#### WHAT YOU NEED TO DO:
What is the number of lines in the data that contain "wearing"? Respond with nothing else.

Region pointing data
****************************************

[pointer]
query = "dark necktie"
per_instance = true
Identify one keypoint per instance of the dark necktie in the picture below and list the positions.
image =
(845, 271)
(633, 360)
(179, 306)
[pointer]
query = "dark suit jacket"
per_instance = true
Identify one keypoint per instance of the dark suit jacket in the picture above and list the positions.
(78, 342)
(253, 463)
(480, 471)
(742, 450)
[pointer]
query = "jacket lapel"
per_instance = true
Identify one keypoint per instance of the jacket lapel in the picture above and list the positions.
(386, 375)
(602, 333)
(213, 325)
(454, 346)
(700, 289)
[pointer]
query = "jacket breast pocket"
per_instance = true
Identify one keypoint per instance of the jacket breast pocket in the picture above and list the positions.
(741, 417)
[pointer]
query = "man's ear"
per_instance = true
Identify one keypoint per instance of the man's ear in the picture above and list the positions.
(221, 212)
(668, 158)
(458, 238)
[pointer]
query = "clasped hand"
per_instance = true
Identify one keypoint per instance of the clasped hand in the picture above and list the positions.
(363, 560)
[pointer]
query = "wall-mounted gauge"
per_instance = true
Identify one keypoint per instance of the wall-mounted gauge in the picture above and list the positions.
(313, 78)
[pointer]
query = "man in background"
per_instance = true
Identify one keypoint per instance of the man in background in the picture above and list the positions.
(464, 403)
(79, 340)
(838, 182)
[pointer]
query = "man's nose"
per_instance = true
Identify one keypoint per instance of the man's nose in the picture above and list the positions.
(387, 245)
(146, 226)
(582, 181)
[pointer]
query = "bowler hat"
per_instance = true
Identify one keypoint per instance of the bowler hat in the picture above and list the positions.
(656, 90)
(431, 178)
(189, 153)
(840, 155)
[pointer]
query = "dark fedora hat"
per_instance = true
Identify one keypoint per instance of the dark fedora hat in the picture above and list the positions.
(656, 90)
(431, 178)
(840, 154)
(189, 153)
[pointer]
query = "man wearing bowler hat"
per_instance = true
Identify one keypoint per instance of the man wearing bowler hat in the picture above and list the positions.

****************************************

#### EXERCISE OUTPUT:
2